**What is needed**
Find every line in the items that contains the word "dark" and copy each one. Match case exactly.
━━━━━ Data listing ━━━━━
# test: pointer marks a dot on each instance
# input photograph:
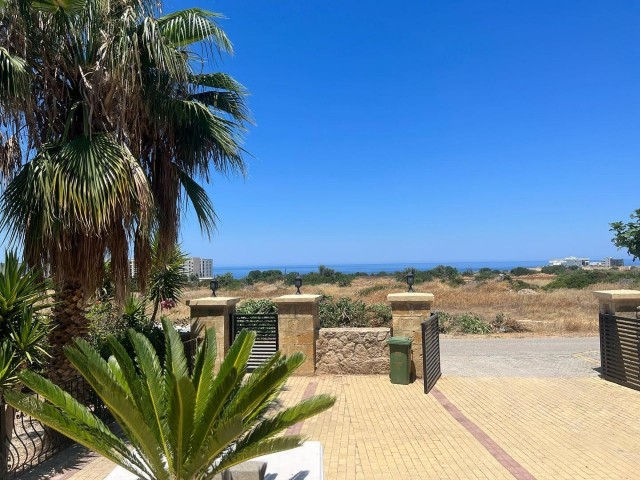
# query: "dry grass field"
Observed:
(558, 312)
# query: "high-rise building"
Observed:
(198, 267)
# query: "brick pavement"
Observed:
(548, 428)
(566, 423)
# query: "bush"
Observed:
(443, 273)
(519, 271)
(379, 315)
(265, 276)
(263, 305)
(322, 276)
(554, 269)
(580, 279)
(487, 274)
(343, 312)
(462, 323)
(471, 323)
(365, 292)
(104, 320)
(346, 312)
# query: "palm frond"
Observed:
(14, 79)
(194, 25)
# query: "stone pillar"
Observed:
(612, 301)
(214, 312)
(298, 326)
(409, 310)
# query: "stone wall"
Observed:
(353, 351)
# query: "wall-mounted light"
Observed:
(213, 285)
(410, 279)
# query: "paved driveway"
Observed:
(520, 357)
(487, 418)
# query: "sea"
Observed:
(373, 268)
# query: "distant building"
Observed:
(132, 268)
(198, 267)
(570, 262)
(613, 262)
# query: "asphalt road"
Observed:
(520, 357)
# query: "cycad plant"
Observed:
(177, 425)
(109, 126)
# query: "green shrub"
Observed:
(365, 292)
(104, 320)
(264, 276)
(379, 315)
(346, 312)
(519, 271)
(580, 279)
(343, 312)
(505, 324)
(262, 305)
(487, 274)
(463, 323)
(554, 269)
(471, 323)
(443, 273)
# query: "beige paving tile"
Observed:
(582, 428)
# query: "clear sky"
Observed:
(423, 131)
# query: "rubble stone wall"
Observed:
(360, 351)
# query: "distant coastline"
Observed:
(373, 268)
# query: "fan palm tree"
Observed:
(179, 425)
(106, 130)
(23, 334)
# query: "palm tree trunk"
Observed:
(7, 416)
(70, 322)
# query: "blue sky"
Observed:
(429, 131)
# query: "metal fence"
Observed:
(266, 327)
(620, 349)
(430, 352)
(26, 443)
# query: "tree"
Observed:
(23, 334)
(105, 136)
(23, 327)
(167, 277)
(176, 425)
(627, 235)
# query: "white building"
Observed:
(198, 267)
(613, 262)
(132, 268)
(569, 262)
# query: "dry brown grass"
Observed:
(563, 311)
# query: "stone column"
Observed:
(298, 326)
(612, 301)
(214, 312)
(409, 310)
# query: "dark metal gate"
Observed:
(430, 352)
(620, 349)
(266, 327)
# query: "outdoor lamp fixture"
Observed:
(410, 278)
(213, 285)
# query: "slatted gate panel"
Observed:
(620, 349)
(430, 352)
(266, 327)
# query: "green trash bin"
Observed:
(400, 360)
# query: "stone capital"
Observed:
(612, 301)
(303, 298)
(410, 297)
(213, 301)
(617, 294)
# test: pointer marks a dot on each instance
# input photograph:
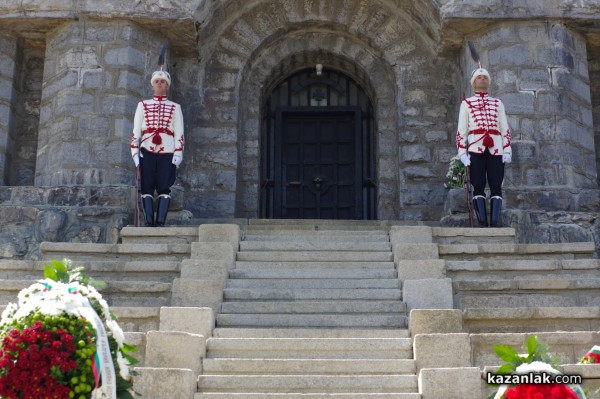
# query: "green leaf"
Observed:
(532, 345)
(59, 266)
(506, 368)
(50, 273)
(506, 353)
(127, 348)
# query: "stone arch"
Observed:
(308, 47)
(246, 41)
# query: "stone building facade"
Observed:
(394, 72)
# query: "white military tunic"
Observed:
(482, 124)
(158, 127)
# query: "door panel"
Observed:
(318, 165)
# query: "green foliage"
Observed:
(536, 352)
(63, 272)
(457, 172)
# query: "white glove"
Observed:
(177, 160)
(464, 158)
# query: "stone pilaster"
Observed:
(94, 75)
(8, 54)
(540, 71)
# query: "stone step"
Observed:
(568, 346)
(116, 293)
(220, 332)
(531, 319)
(232, 294)
(309, 348)
(314, 245)
(259, 271)
(363, 395)
(301, 307)
(137, 318)
(461, 235)
(313, 283)
(262, 320)
(86, 251)
(517, 251)
(308, 384)
(332, 236)
(163, 235)
(314, 256)
(527, 292)
(315, 222)
(105, 270)
(313, 265)
(494, 269)
(308, 366)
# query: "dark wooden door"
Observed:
(318, 165)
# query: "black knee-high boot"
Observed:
(148, 207)
(495, 211)
(163, 208)
(480, 210)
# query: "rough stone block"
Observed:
(519, 103)
(516, 54)
(420, 269)
(175, 349)
(219, 233)
(435, 321)
(410, 234)
(450, 383)
(200, 293)
(223, 251)
(416, 153)
(442, 350)
(191, 320)
(216, 270)
(428, 294)
(415, 251)
(161, 383)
━━━━━
**Written solution**
# query: "dark metal gate"
# query: "dark wooden door"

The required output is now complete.